GIVEN REQUEST: Copy the listing below line for line, keeping every character unchanged.

EXERCISE MATERIAL:
>>>>>
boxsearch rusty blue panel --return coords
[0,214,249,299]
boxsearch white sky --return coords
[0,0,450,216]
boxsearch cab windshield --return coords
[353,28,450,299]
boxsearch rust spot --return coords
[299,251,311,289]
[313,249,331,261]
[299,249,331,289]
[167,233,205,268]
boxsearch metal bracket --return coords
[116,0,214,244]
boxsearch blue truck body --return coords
<<<<<
RESPONSE TO THE TASK:
boxsearch rusty blue panel --return coords
[0,214,249,299]
boxsearch white sky --return coords
[0,0,450,216]
boxsearch cab windshield --return coords
[353,28,450,299]
boxsearch rust spot --return coords
[299,251,311,289]
[313,249,331,261]
[299,249,331,289]
[167,233,205,268]
boxsearch metal bracket --return coords
[116,0,214,244]
boxsearch blue truck body --return coords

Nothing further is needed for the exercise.